** start Quoted passage **

The incredibly convoluted and thoroughly entertaining Cold War is a throw back in more ways than it even realizes. Recalling the great Hong Kong cops and robbers actioners of the late-1980s and early-'90s this is precisely the kind of film the industry here should be producing. It's intensely local without being isolating, vaguely subversive, and directors Longman Leung (a veteran production designer) and Sunny Luk (a career AD who worked on The Dark Knight) clearly understand the cloth from which they've been cut. The film is top-loaded with talent (even if Peter Kam's score is overwhelmingly bombastic at points) including Charlie Yeung (Seven Swords), Chin Kar-lok (The Bullet Vanishes), Andy On (True Legend), Lam Ka-tung (Sparrow) and Andy Lau (duh) among others. It's Hong Kong myth-making at its finest and leaves absolutely no room for ambiguity.
One Mongkok evening a bomb goes off in a theatre. Moments later a speeding drunk driver gets pulled over elsewhere. Moments later again and the police van and the five cops that handled the traffic menace vanish from control radar - despite being totally tricked out in tech. Coincidence? Hardly. There's a massive conspiracy afoot and at first it's up to hard-line acting deputy commissioner MB Lee (Tony Leung) to figure it out by launching a heavy-handed, militaristic operation: Cold War. This ruffles more than a few feathers in the force's senior officers who think Lee is overstepping his bounds. Also? His son is one of the missing cops. Eventually the bureaucratic, by-the-book Sean Lau (Aaron Kwok) takes over the investigation and after some needlessly complex narrative machinations Lee and Lau come to an uneasy alliance and unearth the moles (one of whom comes as a bolt from the blue) while running afoul of a higher authority-the white knight ICAC and its whelp of an officer Billy Cheung (Aarif Rahman, Echoes of the Rainbow).

** end Quoted passage **
** start Raw records **

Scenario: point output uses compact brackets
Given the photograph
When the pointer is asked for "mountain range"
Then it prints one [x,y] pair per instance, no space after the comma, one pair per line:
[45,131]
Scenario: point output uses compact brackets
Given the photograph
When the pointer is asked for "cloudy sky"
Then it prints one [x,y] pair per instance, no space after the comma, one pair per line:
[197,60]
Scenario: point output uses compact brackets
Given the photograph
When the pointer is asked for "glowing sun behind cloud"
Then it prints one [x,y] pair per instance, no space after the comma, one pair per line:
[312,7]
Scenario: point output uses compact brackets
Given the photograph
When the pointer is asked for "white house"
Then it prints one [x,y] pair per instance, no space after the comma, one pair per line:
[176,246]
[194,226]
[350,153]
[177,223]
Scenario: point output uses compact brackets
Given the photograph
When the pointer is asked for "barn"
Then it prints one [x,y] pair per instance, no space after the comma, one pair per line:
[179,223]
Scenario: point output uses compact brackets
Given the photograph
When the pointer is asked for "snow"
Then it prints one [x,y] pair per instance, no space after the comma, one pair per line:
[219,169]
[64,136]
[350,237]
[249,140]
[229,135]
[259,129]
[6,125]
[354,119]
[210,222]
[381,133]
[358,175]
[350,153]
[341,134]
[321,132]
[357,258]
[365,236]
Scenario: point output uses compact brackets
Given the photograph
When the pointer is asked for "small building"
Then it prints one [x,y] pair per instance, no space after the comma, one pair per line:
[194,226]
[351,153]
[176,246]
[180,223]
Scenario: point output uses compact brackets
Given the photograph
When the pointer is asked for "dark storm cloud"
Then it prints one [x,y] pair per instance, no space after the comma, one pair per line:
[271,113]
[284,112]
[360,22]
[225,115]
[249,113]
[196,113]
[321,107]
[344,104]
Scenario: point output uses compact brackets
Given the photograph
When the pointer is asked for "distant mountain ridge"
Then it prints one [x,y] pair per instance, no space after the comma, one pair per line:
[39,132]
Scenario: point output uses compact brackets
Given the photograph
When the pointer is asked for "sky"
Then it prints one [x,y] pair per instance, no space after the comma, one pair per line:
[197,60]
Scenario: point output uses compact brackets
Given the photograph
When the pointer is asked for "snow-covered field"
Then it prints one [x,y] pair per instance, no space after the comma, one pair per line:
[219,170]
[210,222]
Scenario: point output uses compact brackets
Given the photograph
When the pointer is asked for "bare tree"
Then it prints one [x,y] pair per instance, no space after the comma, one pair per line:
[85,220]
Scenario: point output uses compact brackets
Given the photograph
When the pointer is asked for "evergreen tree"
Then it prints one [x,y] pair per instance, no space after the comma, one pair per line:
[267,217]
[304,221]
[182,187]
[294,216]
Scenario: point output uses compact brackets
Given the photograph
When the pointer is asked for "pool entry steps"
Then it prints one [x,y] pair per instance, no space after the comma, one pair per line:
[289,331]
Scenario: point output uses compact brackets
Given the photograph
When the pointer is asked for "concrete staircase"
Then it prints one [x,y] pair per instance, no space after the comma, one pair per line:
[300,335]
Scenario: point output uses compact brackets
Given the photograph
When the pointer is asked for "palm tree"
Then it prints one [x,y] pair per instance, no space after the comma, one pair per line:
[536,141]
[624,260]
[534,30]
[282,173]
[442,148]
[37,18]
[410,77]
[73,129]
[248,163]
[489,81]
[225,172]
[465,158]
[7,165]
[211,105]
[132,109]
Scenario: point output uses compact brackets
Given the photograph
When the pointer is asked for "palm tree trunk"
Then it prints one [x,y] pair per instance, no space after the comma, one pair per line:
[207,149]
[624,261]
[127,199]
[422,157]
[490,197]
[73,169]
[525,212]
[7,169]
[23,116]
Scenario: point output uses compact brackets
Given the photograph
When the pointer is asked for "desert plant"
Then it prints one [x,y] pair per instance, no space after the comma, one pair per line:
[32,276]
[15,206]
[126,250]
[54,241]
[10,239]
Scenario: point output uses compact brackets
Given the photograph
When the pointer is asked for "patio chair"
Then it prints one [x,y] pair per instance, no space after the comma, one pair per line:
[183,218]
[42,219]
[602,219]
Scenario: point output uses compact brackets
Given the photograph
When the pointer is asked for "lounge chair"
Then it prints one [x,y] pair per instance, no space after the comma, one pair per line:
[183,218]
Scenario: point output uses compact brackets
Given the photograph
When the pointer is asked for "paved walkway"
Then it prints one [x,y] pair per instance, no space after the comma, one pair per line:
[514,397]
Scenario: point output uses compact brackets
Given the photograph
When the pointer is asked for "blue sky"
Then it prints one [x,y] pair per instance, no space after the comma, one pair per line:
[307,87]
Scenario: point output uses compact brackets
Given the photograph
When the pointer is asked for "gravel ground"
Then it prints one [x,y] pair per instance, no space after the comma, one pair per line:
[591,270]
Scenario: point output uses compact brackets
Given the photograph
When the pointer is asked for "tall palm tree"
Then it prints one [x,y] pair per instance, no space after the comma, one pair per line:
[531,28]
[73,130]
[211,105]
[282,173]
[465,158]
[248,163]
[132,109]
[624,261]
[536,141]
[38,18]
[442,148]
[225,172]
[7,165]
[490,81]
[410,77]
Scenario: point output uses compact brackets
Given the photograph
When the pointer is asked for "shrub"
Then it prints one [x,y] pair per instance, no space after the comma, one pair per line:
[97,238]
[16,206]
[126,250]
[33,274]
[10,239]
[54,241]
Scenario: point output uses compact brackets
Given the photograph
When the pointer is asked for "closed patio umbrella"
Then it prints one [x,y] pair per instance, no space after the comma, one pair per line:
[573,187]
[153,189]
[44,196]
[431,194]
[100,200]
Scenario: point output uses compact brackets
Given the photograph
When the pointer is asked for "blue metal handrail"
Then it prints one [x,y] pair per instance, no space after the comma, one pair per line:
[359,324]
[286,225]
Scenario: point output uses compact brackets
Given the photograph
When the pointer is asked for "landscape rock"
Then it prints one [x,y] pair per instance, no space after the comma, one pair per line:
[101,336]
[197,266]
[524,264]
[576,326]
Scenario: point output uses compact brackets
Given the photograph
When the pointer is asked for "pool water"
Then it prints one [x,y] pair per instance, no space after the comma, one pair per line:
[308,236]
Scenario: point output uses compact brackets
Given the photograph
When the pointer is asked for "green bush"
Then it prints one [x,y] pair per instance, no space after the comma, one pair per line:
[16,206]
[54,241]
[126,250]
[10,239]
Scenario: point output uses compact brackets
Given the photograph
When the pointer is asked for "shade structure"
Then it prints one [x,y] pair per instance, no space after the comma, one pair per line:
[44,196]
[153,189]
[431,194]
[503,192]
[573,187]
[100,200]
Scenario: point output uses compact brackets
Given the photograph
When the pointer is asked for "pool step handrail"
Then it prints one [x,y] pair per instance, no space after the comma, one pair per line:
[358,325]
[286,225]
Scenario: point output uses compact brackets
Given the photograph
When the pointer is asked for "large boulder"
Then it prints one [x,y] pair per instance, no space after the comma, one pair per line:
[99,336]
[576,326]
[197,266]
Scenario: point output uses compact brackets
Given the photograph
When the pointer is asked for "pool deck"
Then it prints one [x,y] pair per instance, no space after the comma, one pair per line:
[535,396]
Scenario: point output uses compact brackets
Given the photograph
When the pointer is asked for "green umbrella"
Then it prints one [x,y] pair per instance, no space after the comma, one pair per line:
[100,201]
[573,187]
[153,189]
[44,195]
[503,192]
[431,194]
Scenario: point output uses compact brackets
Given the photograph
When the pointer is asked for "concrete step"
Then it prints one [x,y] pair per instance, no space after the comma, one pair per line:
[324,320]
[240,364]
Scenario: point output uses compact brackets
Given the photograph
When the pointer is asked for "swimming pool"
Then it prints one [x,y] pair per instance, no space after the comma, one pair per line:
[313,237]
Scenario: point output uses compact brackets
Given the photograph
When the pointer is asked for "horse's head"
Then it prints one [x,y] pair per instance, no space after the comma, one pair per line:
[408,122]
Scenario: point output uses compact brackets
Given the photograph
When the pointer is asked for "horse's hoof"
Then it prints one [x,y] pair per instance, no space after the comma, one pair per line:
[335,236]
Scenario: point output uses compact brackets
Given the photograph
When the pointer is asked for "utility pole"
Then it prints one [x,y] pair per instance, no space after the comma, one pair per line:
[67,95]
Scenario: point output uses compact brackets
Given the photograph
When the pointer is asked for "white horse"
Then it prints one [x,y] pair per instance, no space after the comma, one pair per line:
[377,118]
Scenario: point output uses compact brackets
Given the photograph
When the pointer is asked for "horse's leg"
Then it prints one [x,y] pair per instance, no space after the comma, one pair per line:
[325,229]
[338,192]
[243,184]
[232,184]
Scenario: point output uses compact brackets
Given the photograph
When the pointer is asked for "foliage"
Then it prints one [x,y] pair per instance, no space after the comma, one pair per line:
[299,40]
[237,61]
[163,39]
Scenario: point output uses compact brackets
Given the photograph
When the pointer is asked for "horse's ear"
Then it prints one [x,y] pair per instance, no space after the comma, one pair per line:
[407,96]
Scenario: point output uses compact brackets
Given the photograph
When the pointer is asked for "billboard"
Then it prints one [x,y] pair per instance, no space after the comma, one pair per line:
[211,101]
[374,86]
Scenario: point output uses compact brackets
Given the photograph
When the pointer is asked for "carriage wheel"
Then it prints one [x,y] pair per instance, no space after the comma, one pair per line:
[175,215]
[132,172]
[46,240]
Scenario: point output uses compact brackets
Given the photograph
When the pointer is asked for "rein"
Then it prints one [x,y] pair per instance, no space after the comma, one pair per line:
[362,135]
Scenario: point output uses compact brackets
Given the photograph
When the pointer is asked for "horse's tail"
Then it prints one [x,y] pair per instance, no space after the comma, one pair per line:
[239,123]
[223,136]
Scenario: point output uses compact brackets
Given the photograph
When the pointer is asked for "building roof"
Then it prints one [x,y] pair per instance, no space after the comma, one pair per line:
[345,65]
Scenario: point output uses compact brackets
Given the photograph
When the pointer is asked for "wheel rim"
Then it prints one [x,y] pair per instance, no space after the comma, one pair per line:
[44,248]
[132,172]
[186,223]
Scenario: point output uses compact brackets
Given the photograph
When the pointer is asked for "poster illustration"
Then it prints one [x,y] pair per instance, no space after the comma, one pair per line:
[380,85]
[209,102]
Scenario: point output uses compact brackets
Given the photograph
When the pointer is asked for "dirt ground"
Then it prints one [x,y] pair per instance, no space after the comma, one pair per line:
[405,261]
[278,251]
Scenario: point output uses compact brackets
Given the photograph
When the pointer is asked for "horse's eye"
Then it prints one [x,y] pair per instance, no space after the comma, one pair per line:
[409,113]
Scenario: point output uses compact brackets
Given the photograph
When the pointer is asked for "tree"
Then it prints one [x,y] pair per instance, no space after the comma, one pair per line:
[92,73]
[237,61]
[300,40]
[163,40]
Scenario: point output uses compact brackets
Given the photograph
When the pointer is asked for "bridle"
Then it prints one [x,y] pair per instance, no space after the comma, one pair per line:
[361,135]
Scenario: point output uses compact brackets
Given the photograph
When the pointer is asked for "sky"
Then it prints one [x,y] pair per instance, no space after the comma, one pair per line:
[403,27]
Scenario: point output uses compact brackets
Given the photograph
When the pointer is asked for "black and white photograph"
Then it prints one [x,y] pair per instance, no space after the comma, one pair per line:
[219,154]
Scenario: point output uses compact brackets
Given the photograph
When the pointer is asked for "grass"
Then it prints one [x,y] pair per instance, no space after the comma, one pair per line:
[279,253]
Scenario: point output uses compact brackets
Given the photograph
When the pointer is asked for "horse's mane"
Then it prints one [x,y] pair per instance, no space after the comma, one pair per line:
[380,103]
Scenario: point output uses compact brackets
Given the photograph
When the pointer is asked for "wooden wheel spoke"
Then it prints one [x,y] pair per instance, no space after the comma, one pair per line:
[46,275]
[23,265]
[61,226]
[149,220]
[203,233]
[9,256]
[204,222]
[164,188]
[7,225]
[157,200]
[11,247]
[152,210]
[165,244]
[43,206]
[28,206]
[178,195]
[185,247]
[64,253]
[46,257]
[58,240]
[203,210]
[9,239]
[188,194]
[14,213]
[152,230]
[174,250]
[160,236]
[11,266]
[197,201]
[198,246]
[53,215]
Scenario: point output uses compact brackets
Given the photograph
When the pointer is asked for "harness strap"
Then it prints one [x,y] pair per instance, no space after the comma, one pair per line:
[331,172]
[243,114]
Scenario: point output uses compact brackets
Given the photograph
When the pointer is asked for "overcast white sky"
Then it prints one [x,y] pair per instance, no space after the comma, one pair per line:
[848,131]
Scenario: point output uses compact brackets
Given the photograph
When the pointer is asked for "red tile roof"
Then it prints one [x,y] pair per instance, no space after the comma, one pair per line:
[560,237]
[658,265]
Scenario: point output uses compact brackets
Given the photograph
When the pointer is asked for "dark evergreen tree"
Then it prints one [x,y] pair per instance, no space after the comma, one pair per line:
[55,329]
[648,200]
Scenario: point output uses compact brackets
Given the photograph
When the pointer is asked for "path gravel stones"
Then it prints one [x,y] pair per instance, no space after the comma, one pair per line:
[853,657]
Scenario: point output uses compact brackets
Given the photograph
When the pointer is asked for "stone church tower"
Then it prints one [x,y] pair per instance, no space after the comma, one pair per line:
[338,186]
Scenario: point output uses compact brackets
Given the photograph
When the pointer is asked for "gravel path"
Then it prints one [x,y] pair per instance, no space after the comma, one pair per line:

** end Raw records **

What is asked:
a - Name each character mentioned in the film review's plot summary, along with the actor the review gives for that character.
b - Count how many lines of the records contain the string "pool". Reply with the number alone.
The film review and the records are separate material with no connection to each other.

Results in order:
a -
MB Lee (Tony Leung)
Sean Lau (Aaron Kwok)
Billy Cheung (Aarif Rahman)

b - 5